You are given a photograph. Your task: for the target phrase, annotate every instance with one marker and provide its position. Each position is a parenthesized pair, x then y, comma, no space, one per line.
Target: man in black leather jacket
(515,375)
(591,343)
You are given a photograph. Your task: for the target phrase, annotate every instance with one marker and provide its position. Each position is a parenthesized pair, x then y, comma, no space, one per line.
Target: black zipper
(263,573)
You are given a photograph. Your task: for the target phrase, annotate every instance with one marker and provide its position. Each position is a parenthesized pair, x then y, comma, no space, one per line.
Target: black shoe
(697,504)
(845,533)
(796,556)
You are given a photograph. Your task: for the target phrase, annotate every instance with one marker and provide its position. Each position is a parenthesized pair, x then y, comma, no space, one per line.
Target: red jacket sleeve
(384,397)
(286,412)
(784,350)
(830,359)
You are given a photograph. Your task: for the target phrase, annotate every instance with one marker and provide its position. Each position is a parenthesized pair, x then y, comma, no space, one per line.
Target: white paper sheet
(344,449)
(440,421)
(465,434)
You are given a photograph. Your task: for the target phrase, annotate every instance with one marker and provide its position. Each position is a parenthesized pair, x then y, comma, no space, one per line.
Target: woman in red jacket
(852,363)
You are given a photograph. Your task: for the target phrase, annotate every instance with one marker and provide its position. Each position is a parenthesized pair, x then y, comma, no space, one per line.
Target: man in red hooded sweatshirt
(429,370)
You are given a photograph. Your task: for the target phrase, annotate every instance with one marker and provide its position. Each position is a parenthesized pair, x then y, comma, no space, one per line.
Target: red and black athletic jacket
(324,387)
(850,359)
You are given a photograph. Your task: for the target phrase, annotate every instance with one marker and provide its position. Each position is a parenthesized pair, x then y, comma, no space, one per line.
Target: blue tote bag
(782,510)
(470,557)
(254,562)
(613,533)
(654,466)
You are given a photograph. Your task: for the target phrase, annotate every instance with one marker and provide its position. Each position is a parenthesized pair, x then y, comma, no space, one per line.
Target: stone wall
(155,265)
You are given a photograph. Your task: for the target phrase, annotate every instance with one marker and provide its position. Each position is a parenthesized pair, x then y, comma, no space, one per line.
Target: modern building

TASK DIRECTIONS: Pick out each line of the data above that contains the word "jacket", and copy those lines.

SOLUTION TO THIS EXERCISE:
Target: man in black leather jacket
Target: red jacket sleeve
Target: woman in red jacket
Target: red and black athletic jacket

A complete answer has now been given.